* _THE TASK_
Below are some entries; report how many of their lines contain the word "white", giving nothing besides the number.

* _Data extracted from a collection_
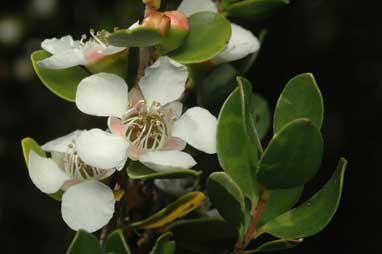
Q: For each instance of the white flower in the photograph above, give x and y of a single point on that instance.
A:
(242, 42)
(151, 122)
(87, 203)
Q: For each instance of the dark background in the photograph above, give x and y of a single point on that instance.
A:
(339, 41)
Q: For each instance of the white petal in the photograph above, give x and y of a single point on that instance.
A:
(197, 127)
(167, 160)
(164, 81)
(45, 173)
(88, 205)
(55, 45)
(61, 144)
(101, 149)
(241, 44)
(65, 59)
(102, 94)
(189, 7)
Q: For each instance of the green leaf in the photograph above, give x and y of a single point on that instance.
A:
(84, 243)
(63, 82)
(313, 215)
(175, 210)
(301, 98)
(138, 37)
(209, 35)
(293, 156)
(237, 155)
(115, 243)
(255, 9)
(28, 145)
(204, 235)
(164, 245)
(275, 245)
(138, 171)
(227, 197)
(280, 201)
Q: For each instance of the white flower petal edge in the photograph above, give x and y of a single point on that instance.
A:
(61, 144)
(197, 127)
(189, 7)
(88, 205)
(102, 94)
(101, 149)
(241, 44)
(167, 160)
(45, 173)
(164, 81)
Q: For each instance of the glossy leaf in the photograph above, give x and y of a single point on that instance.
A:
(293, 156)
(63, 82)
(175, 210)
(255, 9)
(138, 171)
(84, 243)
(138, 37)
(276, 245)
(227, 197)
(208, 36)
(236, 153)
(115, 243)
(164, 245)
(28, 145)
(301, 98)
(313, 215)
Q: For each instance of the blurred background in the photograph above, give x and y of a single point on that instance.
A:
(339, 41)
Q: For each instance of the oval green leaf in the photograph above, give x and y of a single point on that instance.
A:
(255, 9)
(208, 36)
(115, 243)
(84, 243)
(313, 215)
(293, 156)
(138, 171)
(63, 82)
(301, 98)
(138, 37)
(175, 210)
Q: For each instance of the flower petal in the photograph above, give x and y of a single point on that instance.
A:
(189, 7)
(102, 94)
(61, 144)
(241, 44)
(88, 205)
(65, 59)
(55, 45)
(164, 81)
(45, 173)
(197, 127)
(101, 149)
(167, 160)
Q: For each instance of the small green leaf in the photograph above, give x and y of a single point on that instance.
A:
(255, 9)
(236, 153)
(138, 171)
(227, 197)
(164, 245)
(313, 215)
(84, 243)
(115, 243)
(276, 245)
(28, 145)
(292, 157)
(301, 98)
(175, 210)
(138, 37)
(209, 35)
(63, 82)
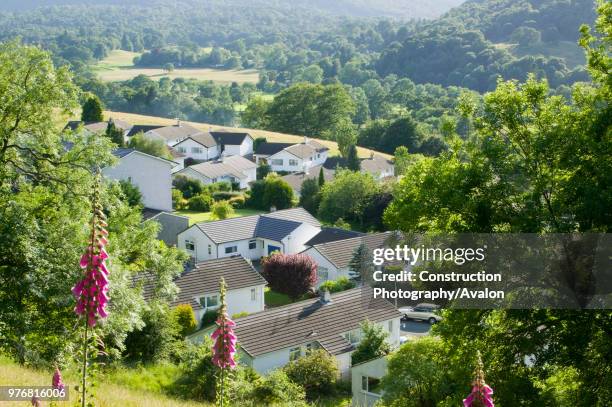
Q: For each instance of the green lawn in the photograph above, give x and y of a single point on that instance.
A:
(195, 217)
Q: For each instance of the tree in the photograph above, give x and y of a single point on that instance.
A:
(352, 160)
(153, 147)
(361, 262)
(131, 192)
(290, 274)
(347, 196)
(114, 134)
(92, 110)
(310, 195)
(373, 344)
(310, 110)
(316, 372)
(222, 210)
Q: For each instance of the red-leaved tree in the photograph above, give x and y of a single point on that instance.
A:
(290, 274)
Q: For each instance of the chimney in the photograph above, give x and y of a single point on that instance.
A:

* _RESPONSE AREA_
3